As the state begins to emerge from the COVID-19 pandemic, Hawaiʻi UTelehealth, a free health service tool developed by the University of Hawaiʻi at Mānoa John A. Burns School of Medicine (JABSOM), is reminding the public its behavioral health telemedicine program is still available for neighbor island residents.
The online telepsychiatry and telepsychology platform allows individuals to talk to a licensed professional about worries, stress, anxiety, substance use or other concerns at no charge. The service aims to provide mental health service to rural populations who might experience time constraints, financial burdens and transportation barriers when trying to access services.
Hawaiʻi UTelehealth is staffed with a licensed mental health counselor, psychiatrist, psychologist, nurse practitioner and physician. The telehealth platform offers services from telehealth coordinators who can teach patients how to utilize telehealth eligible devices and gain technological literacy. Services are available until August 31, 2023. Call (808) 375-2745 for additional assistance or to set up your first appointment. Translators are available upon request.
The tool was developed by JABSOM in collaboration with the Pacific Basin Telehealth Resource Center in the UH Mānoa College of Social Sciences. Other partners include Hawaiʻi State Rural Health Association and the Hawaiʻi State Department of Health.
“These are trying times for everyone. It’s nice to have a number to call to get help,” said Kelley Withy, executive director of JABSOM’s Pacific Basin Area Health Education Center.
Federal Communications Commission support
This month, the Federal Communications Commission (FCC) selected JABSOM’s Hawaiʻi UTelehealth to be part of its Connected Care Pilot Program, providing $320,535 to support their efforts. The program will offer guidance on eligible services, competitive bidding, invoicing and data reporting for selected participants. It joins other 58 pilot projects being conducted in 30 states plus Washington, DC. The Pilot Program will make available up to $100 million from the Universal Service Fund over a three-year period for selected pilot projects to help defray the costs of providing certain telehealth services for eligible health care providers, with a particular emphasis on providing connected care services to low-income and veteran patients. Read more on the FCC website.

» EXTRACTED DATA
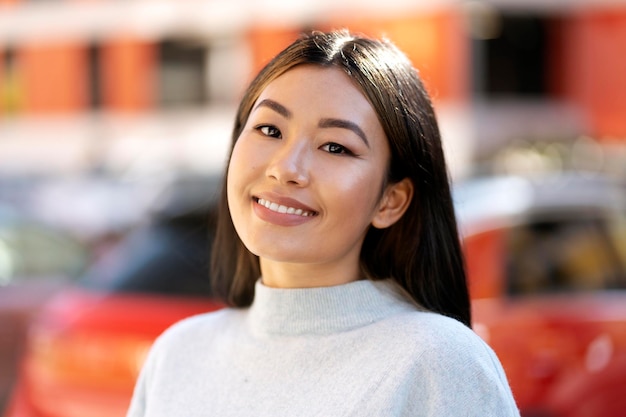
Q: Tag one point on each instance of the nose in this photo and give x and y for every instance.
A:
(289, 164)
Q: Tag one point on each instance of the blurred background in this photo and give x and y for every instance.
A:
(115, 116)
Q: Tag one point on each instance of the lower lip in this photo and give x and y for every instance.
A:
(279, 219)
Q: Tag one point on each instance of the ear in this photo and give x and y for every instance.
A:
(393, 204)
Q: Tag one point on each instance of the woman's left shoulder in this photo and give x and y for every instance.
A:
(441, 339)
(446, 355)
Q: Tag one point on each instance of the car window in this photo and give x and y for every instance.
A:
(29, 251)
(565, 255)
(166, 257)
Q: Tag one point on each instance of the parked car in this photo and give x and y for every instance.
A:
(36, 260)
(88, 343)
(546, 261)
(547, 266)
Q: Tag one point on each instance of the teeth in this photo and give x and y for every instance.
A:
(283, 209)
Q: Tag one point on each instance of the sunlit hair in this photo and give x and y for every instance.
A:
(421, 252)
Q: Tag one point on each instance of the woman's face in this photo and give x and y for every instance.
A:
(305, 177)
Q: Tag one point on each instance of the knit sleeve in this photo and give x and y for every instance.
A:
(458, 374)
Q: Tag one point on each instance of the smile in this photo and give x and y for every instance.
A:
(279, 208)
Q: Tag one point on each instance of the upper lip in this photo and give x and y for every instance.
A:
(284, 201)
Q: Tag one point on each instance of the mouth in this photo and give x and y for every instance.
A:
(279, 208)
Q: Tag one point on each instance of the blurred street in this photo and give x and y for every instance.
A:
(115, 124)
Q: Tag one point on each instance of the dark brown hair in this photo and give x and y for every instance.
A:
(421, 251)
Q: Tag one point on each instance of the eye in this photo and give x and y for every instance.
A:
(269, 130)
(336, 148)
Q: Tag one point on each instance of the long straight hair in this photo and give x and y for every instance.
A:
(421, 251)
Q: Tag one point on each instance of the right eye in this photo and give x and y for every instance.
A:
(269, 130)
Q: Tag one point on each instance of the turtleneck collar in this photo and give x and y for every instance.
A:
(324, 310)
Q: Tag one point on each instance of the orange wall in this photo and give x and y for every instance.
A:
(595, 69)
(128, 75)
(53, 76)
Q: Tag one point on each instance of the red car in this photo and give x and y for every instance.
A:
(547, 270)
(547, 266)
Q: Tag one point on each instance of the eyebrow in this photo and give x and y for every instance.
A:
(345, 124)
(324, 123)
(277, 107)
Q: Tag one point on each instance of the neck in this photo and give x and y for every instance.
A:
(295, 275)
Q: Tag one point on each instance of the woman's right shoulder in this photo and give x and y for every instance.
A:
(199, 327)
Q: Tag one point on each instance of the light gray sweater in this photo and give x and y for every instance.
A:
(359, 349)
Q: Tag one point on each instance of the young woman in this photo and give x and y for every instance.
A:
(338, 251)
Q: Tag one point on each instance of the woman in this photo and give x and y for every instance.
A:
(338, 251)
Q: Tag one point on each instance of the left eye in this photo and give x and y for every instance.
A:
(269, 130)
(336, 148)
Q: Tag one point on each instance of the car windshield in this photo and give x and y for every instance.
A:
(169, 256)
(565, 254)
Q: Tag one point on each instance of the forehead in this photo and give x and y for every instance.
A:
(322, 91)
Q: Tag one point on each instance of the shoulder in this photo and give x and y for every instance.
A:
(196, 332)
(444, 342)
(445, 356)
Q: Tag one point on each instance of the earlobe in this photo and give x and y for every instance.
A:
(394, 203)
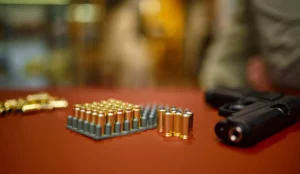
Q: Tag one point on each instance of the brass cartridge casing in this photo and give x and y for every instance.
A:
(173, 109)
(82, 113)
(120, 118)
(88, 114)
(36, 107)
(38, 97)
(76, 111)
(111, 118)
(129, 116)
(160, 119)
(102, 120)
(191, 121)
(185, 133)
(61, 103)
(137, 114)
(11, 104)
(177, 124)
(94, 116)
(168, 124)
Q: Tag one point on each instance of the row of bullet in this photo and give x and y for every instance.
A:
(111, 116)
(174, 122)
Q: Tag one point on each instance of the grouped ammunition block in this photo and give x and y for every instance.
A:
(76, 111)
(137, 114)
(186, 129)
(168, 124)
(173, 122)
(111, 118)
(177, 124)
(160, 120)
(128, 118)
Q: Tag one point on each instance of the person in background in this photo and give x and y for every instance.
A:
(125, 60)
(257, 49)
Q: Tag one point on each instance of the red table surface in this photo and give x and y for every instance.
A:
(40, 142)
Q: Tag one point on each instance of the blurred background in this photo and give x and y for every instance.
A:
(111, 43)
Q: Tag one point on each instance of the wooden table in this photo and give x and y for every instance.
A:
(40, 143)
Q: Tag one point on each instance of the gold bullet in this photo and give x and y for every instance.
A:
(128, 116)
(21, 103)
(38, 97)
(88, 113)
(173, 109)
(137, 114)
(102, 120)
(111, 118)
(111, 100)
(160, 119)
(76, 111)
(120, 118)
(191, 120)
(94, 116)
(36, 107)
(82, 113)
(61, 103)
(185, 131)
(130, 105)
(177, 124)
(86, 105)
(11, 104)
(168, 124)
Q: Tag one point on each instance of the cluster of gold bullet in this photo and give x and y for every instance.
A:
(173, 122)
(112, 116)
(32, 102)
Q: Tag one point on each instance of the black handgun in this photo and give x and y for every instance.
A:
(251, 116)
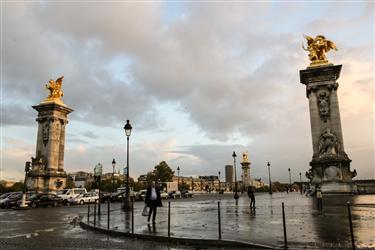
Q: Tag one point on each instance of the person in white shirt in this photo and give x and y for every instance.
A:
(153, 201)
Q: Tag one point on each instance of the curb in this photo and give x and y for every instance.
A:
(183, 241)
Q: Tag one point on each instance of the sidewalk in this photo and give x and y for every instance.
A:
(197, 218)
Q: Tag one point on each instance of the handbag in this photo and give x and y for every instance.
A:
(145, 211)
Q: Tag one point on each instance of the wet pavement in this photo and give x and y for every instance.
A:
(306, 226)
(57, 228)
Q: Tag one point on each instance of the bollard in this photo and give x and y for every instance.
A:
(132, 217)
(169, 218)
(351, 225)
(285, 239)
(95, 214)
(108, 215)
(219, 218)
(88, 214)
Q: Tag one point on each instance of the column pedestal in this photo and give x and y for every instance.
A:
(330, 165)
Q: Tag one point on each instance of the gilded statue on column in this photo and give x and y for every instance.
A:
(245, 157)
(55, 92)
(317, 48)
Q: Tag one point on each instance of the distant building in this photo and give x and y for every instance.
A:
(229, 174)
(80, 178)
(7, 184)
(257, 183)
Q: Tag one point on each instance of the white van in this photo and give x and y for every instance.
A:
(69, 193)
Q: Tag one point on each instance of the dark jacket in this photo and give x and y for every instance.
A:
(148, 196)
(250, 193)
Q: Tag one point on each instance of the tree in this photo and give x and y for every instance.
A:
(161, 172)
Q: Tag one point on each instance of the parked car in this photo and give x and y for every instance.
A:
(174, 194)
(81, 199)
(163, 195)
(11, 200)
(45, 200)
(27, 198)
(141, 195)
(187, 194)
(67, 194)
(104, 196)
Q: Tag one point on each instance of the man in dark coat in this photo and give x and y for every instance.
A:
(250, 193)
(153, 200)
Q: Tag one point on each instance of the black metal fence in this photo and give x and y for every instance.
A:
(94, 217)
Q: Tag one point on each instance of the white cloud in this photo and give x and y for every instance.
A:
(231, 69)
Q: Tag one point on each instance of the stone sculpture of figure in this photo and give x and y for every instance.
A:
(245, 157)
(54, 88)
(317, 47)
(323, 103)
(328, 143)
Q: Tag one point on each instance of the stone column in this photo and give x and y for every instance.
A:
(330, 165)
(48, 166)
(62, 146)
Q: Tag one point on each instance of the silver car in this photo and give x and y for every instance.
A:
(91, 197)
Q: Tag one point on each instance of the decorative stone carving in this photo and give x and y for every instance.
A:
(45, 132)
(328, 144)
(309, 174)
(332, 173)
(323, 103)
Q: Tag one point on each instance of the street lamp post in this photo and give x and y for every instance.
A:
(290, 180)
(219, 183)
(269, 177)
(113, 175)
(178, 178)
(98, 171)
(128, 130)
(235, 176)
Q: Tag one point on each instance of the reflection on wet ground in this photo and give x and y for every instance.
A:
(198, 218)
(306, 226)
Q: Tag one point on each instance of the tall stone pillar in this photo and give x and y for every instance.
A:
(47, 168)
(330, 165)
(246, 179)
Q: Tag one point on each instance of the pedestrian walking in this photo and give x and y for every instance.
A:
(153, 201)
(250, 193)
(319, 198)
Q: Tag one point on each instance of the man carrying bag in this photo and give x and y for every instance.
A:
(153, 201)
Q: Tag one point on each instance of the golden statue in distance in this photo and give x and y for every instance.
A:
(55, 91)
(245, 157)
(317, 47)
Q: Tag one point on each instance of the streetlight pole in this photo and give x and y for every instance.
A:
(113, 175)
(235, 176)
(128, 130)
(178, 178)
(269, 177)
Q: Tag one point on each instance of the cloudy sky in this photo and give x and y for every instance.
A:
(197, 81)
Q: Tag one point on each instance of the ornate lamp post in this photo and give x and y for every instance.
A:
(128, 130)
(219, 183)
(98, 170)
(269, 177)
(290, 181)
(178, 178)
(113, 175)
(235, 176)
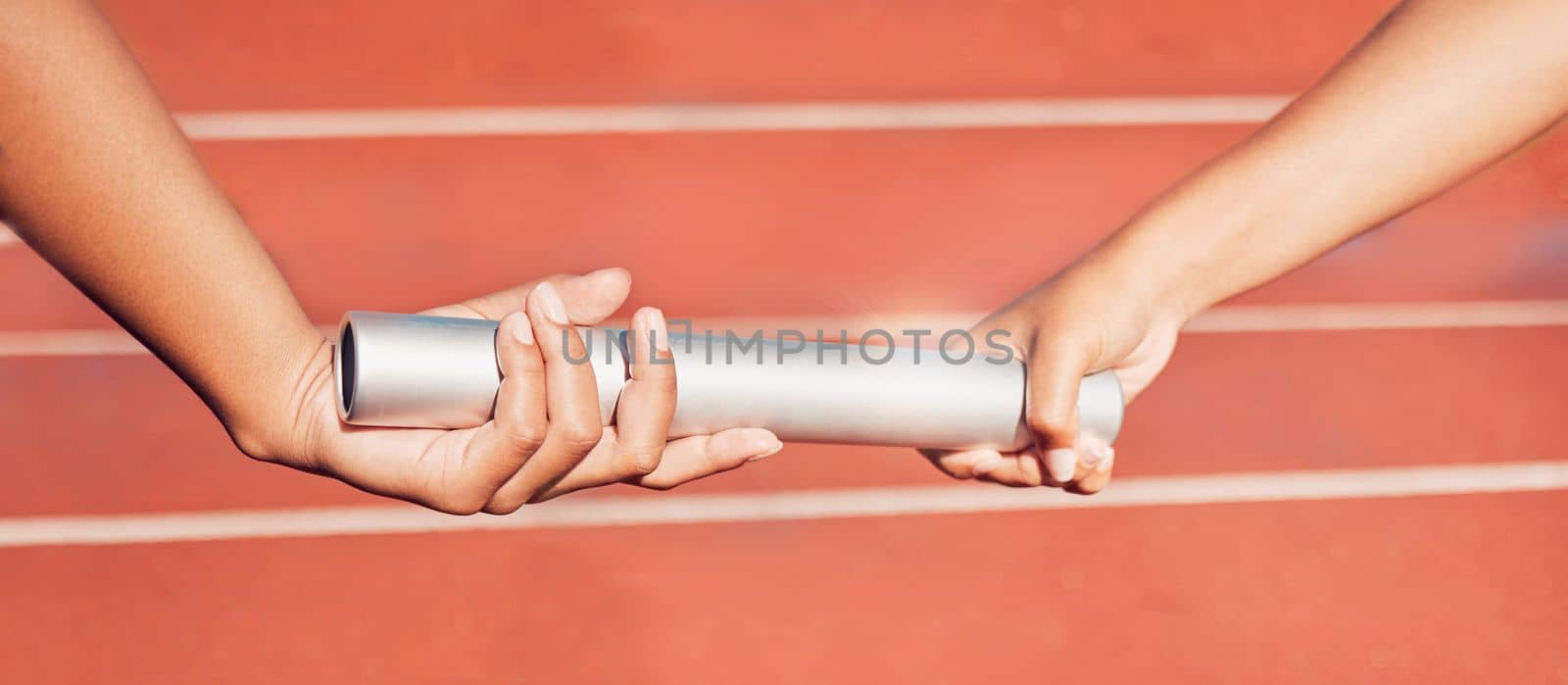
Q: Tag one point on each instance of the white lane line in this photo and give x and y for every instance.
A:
(799, 505)
(1225, 318)
(493, 121)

» TASKS FOR THIS EXERCISE
1: According to the Hawaiʻi UTelehealth article, until what date are the services available?
2: Translate this sentence from the Hawaiʻi UTelehealth article into Spanish: "The online telepsychiatry and telepsychology platform allows individuals to talk to a licensed professional about worries, stress, anxiety, substance use or other concerns at no charge."

» SET OF ANSWERS
1: August 31, 2023

2: La plataforma en línea de telepsiquiatría y telepsicología permite a las personas hablar sin costo alguno con un profesional autorizado sobre preocupaciones, estrés, ansiedad, consumo de sustancias u otras inquietudes.